William Donald Hamilton was one of the leading evolutionary biologists of our time. His theory of inclusive fitness (‘kin selection’) transformed the study of social behavior by demonstrating how altruistic and selfish tendencies are expected to be modulated by genetic relatedness. This theory, along with other contributions by Hamilton, also broadened the concept of social behavior to include interactions among genes and genomes. His ideas directly inform much current thought about ‘genetic conflicts’ and their possible involvement in aspects of development and disease.

From childhood, Hamilton immersed himself in natural history. A passion for insects led to undergraduate study in genetics at Cambridge and then to graduate study at University College London and the London School of Economics, where he developed the inclusive-fitness theory. He worked first as lecturer at Imperial College (from 1964), then as professor and curator in the Museum of Zoology at the University of Michigan (from 1977), and finally as Royal Society research professor in zoology at Oxford (from 1984). After the 1964 paper on inclusive fitness, his other early works addressed problems in the evolution of sex ratios and meiotic drive, insect sociality, group formation by unrelated individuals, senescence and dispersal. These and his later theoretical projects were all stimulated by his extensive knowledge of animals and plants, and by his gift for recognizing patterns that demand explanation.

* Provided material

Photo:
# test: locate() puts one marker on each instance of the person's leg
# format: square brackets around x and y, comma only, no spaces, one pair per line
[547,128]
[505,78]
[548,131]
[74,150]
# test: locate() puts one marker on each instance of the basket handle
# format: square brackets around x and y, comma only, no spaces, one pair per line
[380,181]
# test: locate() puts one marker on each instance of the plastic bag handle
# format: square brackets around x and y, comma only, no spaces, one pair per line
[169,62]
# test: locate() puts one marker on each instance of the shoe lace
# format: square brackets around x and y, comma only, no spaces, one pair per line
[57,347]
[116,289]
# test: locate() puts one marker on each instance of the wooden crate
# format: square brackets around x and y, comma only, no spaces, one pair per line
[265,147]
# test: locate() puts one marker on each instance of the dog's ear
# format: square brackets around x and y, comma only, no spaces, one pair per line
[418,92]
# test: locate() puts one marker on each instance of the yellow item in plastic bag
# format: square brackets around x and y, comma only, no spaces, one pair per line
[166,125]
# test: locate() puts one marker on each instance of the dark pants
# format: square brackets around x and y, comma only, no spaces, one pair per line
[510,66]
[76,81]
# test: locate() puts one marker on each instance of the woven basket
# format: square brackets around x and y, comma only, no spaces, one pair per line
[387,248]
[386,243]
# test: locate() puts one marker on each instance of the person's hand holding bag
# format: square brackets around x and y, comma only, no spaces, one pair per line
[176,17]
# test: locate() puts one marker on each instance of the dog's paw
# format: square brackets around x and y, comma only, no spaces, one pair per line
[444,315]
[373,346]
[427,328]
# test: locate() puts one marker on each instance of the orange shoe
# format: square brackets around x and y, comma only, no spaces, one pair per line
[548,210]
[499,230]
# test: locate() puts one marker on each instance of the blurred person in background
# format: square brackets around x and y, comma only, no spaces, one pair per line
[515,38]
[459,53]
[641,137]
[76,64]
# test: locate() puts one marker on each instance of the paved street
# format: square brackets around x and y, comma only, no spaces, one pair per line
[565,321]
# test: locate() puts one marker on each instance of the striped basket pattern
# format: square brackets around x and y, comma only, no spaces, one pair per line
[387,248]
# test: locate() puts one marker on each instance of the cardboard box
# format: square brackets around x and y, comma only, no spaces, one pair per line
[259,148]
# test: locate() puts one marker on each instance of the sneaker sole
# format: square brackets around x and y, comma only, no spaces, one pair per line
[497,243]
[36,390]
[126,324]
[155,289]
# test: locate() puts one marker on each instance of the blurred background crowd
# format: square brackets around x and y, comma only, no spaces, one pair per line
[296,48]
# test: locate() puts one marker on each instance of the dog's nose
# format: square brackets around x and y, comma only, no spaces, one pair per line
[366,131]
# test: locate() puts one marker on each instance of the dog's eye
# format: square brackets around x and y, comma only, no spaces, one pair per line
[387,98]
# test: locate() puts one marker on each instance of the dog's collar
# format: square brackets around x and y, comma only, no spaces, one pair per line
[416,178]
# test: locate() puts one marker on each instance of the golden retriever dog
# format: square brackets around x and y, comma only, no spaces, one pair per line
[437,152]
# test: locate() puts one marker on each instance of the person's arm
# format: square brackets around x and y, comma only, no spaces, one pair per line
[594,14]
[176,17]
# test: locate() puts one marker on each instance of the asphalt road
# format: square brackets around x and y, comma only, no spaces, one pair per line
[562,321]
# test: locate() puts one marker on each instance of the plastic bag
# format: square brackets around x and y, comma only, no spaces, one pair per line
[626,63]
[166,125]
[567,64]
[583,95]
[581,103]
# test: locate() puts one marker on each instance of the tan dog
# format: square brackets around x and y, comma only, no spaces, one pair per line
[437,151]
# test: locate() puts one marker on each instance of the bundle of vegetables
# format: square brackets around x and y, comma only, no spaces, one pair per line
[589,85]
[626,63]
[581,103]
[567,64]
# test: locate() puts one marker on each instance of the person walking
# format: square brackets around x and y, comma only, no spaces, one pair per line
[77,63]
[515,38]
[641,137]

* Using the information
1. Could you reproduce the Hamilton profile word for word, covering everything from "William Donald Hamilton" down to "development and disease."?
2. Can you take the Hamilton profile further, beginning right after its final sentence?
The rows are separate material and are not part of the Hamilton profile.

* Task results
1.
William Donald Hamilton was one of the leading evolutionary biologists of our time. His theory of inclusive fitness (‘kin selection’) transformed the study of social behavior by demonstrating how altruistic and selfish tendencies are expected to be modulated by genetic relatedness. This theory, along with other contributions by Hamilton, also broadened the concept of social behavior to include interactions among genes and genomes. His ideas directly inform much current thought about ‘genetic conflicts’ and their possible involvement in aspects of development and disease.

2.
Like many evolutionists in the late 1970s and 1980s, Hamilton became fascinated by the problem of sex: Why should it be so common, given the twofold reproductive advantage of asexual reproduction? He championed and further elaborated the hypothesis that species with long generation times may need regular genetic recombination to keep their defenses (and their health) one step ahead of fast-evolving pathogens and parasites. With Marlene Zuk (then his graduate student), he advanced and tested the hypothesis that showy male plumage in birds may often signal resistance to parasites, and that females may evaluate potential mates on the basis of this evidence of health. Like several of Hamilton's earlier contributions, this gave rise to an entire field of research that continues to generate surprises.

By the mid-1970s, Hamilton was recognized as a major contributor to the renaissance in evolutionary theory that was then in full swing. For example, his work was celebrated (along with work by George Williams, Robert Trivers, John Maynard Smith and others) in Edward O. Wilson's Sociobiology (1975) and Richard Dawkins' The Selfish Gene (1976). By the early 1980s, he had received the first of what would become a long string of high honors and accolades, including election to the Royal Society, the Darwin Medal, the Kyoto Prize and the Crafoord Prize (awarded by the Swedish Academy for biological research outside the bounds of physiology or medicine).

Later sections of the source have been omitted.